--- start of Information supplied ---
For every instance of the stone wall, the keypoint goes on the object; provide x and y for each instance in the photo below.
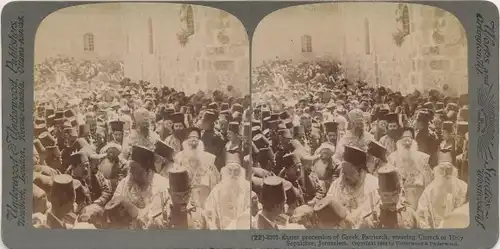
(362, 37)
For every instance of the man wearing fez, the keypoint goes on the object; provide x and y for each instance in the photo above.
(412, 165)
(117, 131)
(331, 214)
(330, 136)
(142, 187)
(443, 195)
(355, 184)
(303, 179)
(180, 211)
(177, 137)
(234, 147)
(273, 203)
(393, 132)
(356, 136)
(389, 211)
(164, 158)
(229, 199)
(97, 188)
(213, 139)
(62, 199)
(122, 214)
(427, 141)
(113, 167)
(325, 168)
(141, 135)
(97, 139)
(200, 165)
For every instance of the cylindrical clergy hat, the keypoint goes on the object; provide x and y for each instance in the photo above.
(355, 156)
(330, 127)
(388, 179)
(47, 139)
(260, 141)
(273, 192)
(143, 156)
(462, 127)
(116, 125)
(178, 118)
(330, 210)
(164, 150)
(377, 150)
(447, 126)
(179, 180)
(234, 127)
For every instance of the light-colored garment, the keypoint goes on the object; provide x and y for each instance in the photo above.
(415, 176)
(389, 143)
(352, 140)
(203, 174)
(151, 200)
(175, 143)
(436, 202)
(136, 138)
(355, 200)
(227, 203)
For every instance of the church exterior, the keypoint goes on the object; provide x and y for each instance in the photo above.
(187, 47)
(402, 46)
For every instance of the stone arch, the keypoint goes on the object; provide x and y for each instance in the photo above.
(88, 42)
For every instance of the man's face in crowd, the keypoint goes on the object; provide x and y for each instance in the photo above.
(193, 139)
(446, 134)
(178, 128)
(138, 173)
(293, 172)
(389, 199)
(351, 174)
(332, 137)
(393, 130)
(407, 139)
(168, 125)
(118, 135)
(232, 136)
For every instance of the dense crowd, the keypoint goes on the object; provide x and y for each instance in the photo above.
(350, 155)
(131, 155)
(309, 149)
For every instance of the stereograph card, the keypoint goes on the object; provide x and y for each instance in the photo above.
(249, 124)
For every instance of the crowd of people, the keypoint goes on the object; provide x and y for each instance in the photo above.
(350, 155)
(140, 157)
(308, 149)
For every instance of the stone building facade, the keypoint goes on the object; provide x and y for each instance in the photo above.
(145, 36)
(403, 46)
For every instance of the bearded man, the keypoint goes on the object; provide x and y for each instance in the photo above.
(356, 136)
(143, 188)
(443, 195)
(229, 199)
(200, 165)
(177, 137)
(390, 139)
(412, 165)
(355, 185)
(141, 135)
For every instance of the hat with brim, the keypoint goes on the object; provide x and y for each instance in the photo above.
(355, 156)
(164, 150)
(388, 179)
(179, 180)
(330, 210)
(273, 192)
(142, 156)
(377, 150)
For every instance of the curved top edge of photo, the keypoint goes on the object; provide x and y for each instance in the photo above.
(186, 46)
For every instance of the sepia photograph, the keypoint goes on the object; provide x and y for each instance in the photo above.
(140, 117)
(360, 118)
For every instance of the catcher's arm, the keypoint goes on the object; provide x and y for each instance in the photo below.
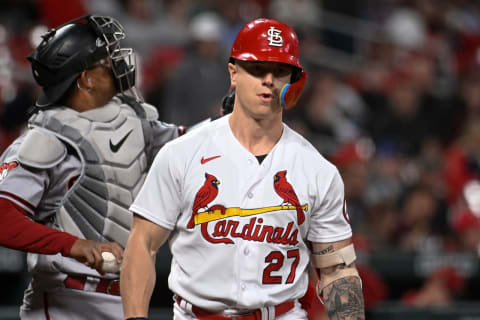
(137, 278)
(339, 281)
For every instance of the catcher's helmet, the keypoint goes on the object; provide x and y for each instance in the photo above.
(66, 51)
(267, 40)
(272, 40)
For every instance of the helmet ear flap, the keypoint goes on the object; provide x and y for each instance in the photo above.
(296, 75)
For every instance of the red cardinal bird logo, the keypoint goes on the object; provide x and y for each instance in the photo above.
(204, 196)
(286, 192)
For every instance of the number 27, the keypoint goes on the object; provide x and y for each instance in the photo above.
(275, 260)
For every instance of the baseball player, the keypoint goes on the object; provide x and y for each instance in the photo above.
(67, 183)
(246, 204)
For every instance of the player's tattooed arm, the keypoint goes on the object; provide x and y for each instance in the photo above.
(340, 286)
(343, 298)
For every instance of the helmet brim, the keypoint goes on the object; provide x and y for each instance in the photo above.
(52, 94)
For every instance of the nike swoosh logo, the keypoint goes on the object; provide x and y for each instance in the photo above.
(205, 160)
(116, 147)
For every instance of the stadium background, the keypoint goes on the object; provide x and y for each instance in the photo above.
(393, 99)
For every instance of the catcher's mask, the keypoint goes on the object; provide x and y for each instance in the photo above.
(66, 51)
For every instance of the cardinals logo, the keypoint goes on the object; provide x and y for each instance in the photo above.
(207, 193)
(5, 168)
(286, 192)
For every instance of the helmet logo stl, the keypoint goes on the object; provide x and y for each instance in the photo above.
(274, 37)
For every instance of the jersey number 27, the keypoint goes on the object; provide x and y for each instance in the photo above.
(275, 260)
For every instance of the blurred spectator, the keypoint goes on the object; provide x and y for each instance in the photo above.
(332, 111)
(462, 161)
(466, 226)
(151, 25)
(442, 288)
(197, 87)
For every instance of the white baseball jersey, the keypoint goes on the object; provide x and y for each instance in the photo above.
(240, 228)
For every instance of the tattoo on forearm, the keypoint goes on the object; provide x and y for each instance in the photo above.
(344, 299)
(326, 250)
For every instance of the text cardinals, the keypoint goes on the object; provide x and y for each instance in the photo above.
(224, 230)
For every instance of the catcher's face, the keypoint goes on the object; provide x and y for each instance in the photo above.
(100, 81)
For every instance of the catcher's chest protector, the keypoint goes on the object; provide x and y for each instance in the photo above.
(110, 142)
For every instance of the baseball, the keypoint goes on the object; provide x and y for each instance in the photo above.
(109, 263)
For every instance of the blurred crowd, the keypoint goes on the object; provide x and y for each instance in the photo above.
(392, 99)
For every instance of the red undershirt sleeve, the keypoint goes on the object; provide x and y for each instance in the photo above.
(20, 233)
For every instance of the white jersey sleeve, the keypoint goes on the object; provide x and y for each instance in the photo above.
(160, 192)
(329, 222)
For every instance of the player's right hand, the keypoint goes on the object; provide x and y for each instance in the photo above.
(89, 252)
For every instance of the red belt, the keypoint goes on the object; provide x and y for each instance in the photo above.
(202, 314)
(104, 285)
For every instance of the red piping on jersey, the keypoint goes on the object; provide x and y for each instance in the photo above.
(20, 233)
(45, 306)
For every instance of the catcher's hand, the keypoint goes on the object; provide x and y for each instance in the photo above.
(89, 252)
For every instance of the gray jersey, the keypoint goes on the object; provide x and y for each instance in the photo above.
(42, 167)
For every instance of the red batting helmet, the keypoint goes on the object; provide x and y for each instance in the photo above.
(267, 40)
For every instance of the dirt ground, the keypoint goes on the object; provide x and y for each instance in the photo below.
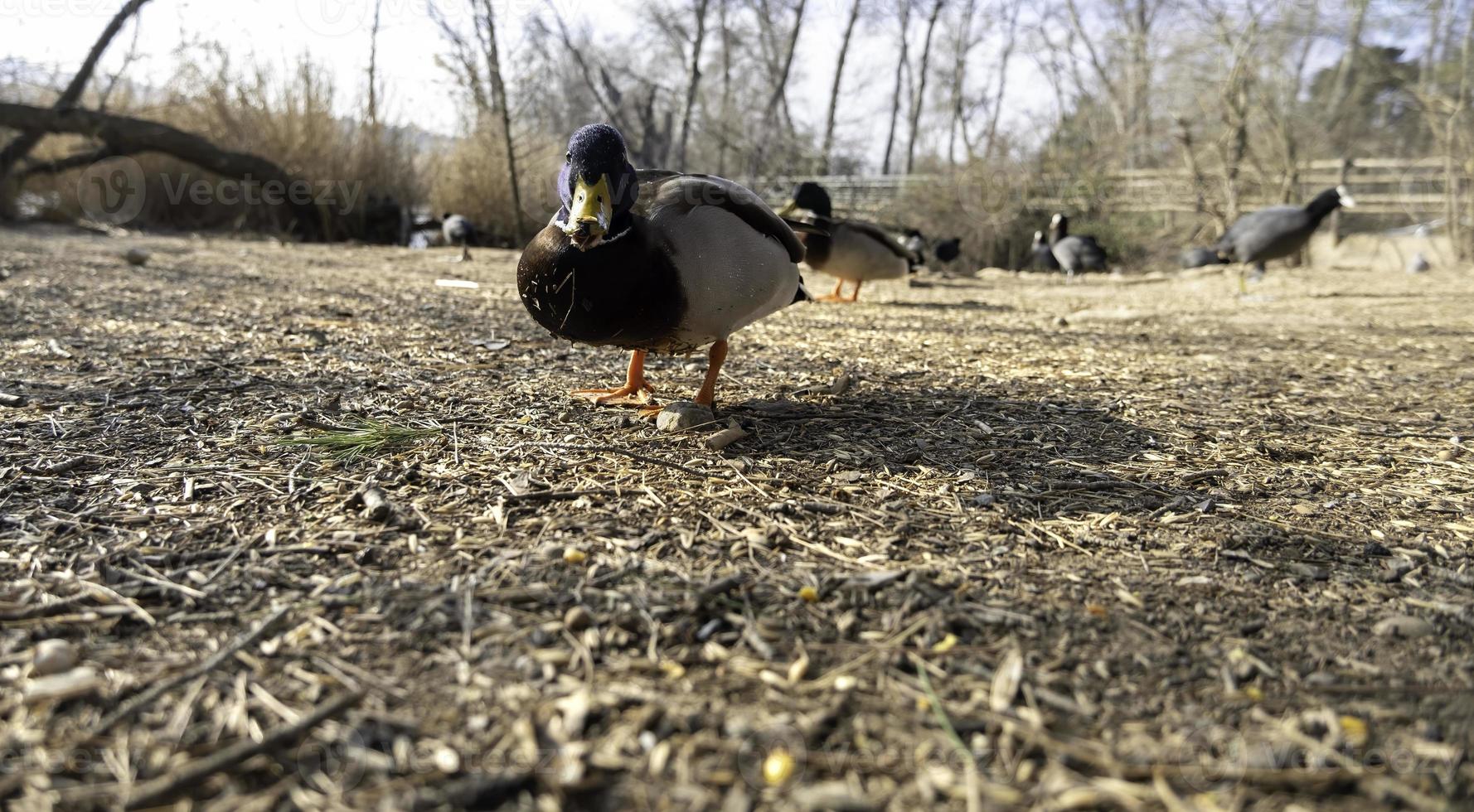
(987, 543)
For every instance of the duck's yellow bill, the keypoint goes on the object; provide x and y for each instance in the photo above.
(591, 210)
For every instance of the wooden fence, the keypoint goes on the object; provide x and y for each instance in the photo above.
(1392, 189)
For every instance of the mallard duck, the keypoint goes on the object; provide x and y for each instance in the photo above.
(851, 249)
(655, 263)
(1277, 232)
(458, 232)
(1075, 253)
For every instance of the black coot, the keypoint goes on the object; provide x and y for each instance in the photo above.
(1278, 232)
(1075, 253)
--- end of Information supplied ---
## The problem
Transcribe every entry word for word, but skip the pictures.

## Task answer
For every instance of the stone wall, the keypoint goes on the object; provide x and y for each instance in the photo below.
(362, 37)
For every instance of the man wearing fez, the keypoint goes on the object; provide x and y for each instance in the photo above.
(412, 165)
(117, 131)
(331, 214)
(330, 136)
(142, 187)
(443, 195)
(355, 184)
(303, 179)
(180, 211)
(177, 137)
(234, 147)
(273, 203)
(393, 132)
(356, 136)
(389, 211)
(164, 158)
(229, 199)
(97, 188)
(213, 139)
(62, 199)
(122, 214)
(427, 141)
(113, 167)
(325, 168)
(141, 135)
(97, 139)
(200, 165)
For every instance of the cylindrical clergy hat, the keypoint goes on the object; provide x and y for each instance in the photo above.
(355, 156)
(330, 127)
(388, 179)
(47, 139)
(260, 141)
(273, 192)
(143, 156)
(462, 127)
(116, 125)
(178, 118)
(330, 210)
(164, 150)
(377, 150)
(447, 126)
(179, 180)
(234, 127)
For every instance of the light-colored garment, the keypoint goes on the object; provide x and y for each instance in the photo above.
(415, 176)
(389, 143)
(352, 140)
(203, 174)
(151, 200)
(175, 143)
(436, 202)
(136, 138)
(355, 200)
(227, 203)
For every instance of the church exterior, the keypoint goes on the object; provide x and y for each instance in the photo above.
(187, 47)
(402, 46)
For every instance of the stone arch, the keypoint goes on the object; provide x and y for each instance in the photo above.
(88, 42)
For every instance of the man's face in crowd, the keypoint goes on the object; provide x and y for each instance in the photo above.
(193, 139)
(446, 134)
(178, 128)
(138, 173)
(293, 172)
(389, 199)
(351, 174)
(332, 137)
(393, 130)
(407, 139)
(168, 125)
(118, 135)
(232, 136)
For every instance of the dense crowd, the keypoint goes on the object; provide x and y for each instance in the photo above.
(350, 155)
(131, 155)
(309, 149)
For every instance of the stereograph card, the keypoint goes on the object; provide x and y for each instance in the photo above.
(249, 124)
For every instance of the crowd of people, the keypoint goes on the object; provide x and y for each instance in the photo above.
(350, 155)
(140, 157)
(308, 149)
For every instance of the stone building facade, the keypoint goes on the object; provide x and y for each instance in the photo above.
(145, 36)
(403, 46)
For every instance of the bearded man, the keypoint goes on the object; provide x and y for each instance in the photo above.
(356, 136)
(143, 188)
(443, 195)
(229, 199)
(200, 165)
(177, 137)
(390, 139)
(412, 165)
(355, 185)
(141, 135)
For every instance of the hat with brim, the keypoint goes on the object; provide x and y for each instance in the photo above.
(355, 156)
(164, 150)
(388, 179)
(179, 180)
(330, 210)
(273, 192)
(142, 156)
(377, 150)
For every instance of the curved top edge of photo, the keypoint goes on the object; provide x and y for each instance in the photo above.
(186, 46)
For every instance of the sepia photograph, the keypoint goes on the object; provide x and y for each instance in the photo above.
(140, 117)
(360, 118)
For every instance of the catcher's arm, the keypoint goes on the object; provide x and y for each instance in the photo below.
(137, 278)
(339, 281)
For every instance of the catcher's helmet, the keypoint goes on the object; provide x and y for each instance in the photo above.
(66, 51)
(267, 40)
(272, 40)
For every instance of the helmet ear flap, the keypoint goes on the object; provide x and y for each instance in the photo above.
(296, 75)
For every instance of the red cardinal bird logo, the keypoint goes on the object; provide x and y for each instance in the photo above.
(204, 196)
(286, 192)
For every instance of the number 27, the keypoint goes on the object; provide x and y for each instance in the photo above.
(275, 260)
For every instance of the baseball player, the keypoint goes on the object; provide x and y for each instance in the photo above.
(67, 183)
(246, 204)
For every instance of the player's tattooed arm, the keypoint goes on the object; provide x and y for each instance in the photo above.
(340, 286)
(343, 298)
For every instance of the helmet brim, the keypoint goes on the object; provide x and y for each instance in the photo above.
(52, 94)
For every instance of the nike swoosh logo, the keypoint goes on the object; provide x and y for each instance in the photo above.
(205, 160)
(116, 147)
For every instance of the stadium background, the keypoint goes on the object; provide x and y for each instance in the photo above.
(393, 99)
For every instance of the catcher's mask, the keypoint goes on the object; provide x and y for each instance in the photo above.
(66, 51)
For every instance of the cardinals logo, the keypoint goes on the object; provide x and y for each instance in the photo above.
(207, 193)
(5, 168)
(286, 192)
For every instance of the helmet logo stl, the keypoint goes on the object; provide x and y for each instance in the photo above.
(274, 37)
For every instance of the jersey number 27, the keypoint goes on the object; provide x and y for each instance in the photo above.
(275, 260)
For every instance of the blurred spectator, the keypoint goes on the object; provide x and y for each instance in the photo above.
(332, 111)
(462, 161)
(466, 226)
(151, 25)
(442, 288)
(197, 87)
For every instance of the white baseball jersey, the keypoint goes on the object; provide x and y for each instance in the photo above.
(240, 228)
For every instance of the tattoo on forearm, the keypoint goes on the object; provide x and y for each instance in the photo above.
(344, 299)
(326, 250)
For every instance of the text cardinals, the keypoint goes on the object; provide x and y for each instance in the photo above.
(224, 230)
For every instance of the catcher's face, the keypoint goes on the object; provide x and y for each instance in the photo above.
(100, 81)
For every instance of the catcher's chest protector, the keypoint goes on the object; provide x and y for each instance in the photo above.
(110, 142)
For every instance of the baseball, the keypoint goes on the object; provide x and y for each instance in the photo above.
(109, 263)
For every instance of the blurred crowd, the keypoint goes on the object; provide x and y for each instance in the photo above.
(392, 99)
For every instance of the red undershirt sleeve, the keypoint goes on the object; provide x and y for each instance in the photo above.
(20, 233)
For every instance of the white jersey sleeve, the keypoint goes on the object; provide x and y for each instance in the photo above.
(160, 192)
(329, 222)
For every instance of the player's right hand, the keypoint goes on the object; provide x and y for each instance in the photo above.
(89, 252)
For every instance of the red belt, the keypoint goes on the object; provide x and y for each instance in the photo above.
(202, 314)
(104, 285)
For every instance of the red piping on jersey, the keypoint goes on the object; provide x and y for each instance in the photo above.
(20, 233)
(45, 306)
For every instance of the catcher's hand, the keypoint goes on the object; provide x and y for each instance in the photo above.
(89, 252)
For every instance of the gray jersey, the keypoint goes on the object; provide x and y for each instance in the photo above.
(42, 167)
For every instance of the red batting helmet, the keypoint goes on the object; provide x and y for each instance in the photo above.
(267, 40)
For every instance of the dirt ground, the keypoint goes on the object; provide x and y for each instance in the photo below.
(987, 543)
For every instance of the duck's yellow bill, the keypoint goes on the object; provide x and y for each instance in the photo above.
(591, 210)
For every instance of the wooden fence, the keypoint goes on the object; provide x and y for each instance in the photo above.
(1392, 189)
For every instance of the mallard duck, the keypoint goes on the object; provide x and y for each instance in the photo above.
(851, 249)
(655, 263)
(1277, 232)
(458, 232)
(1075, 253)
For every instance of the black coot, the keypoint goes on the object; provide x and y for each instance in the photo above.
(1278, 232)
(1075, 253)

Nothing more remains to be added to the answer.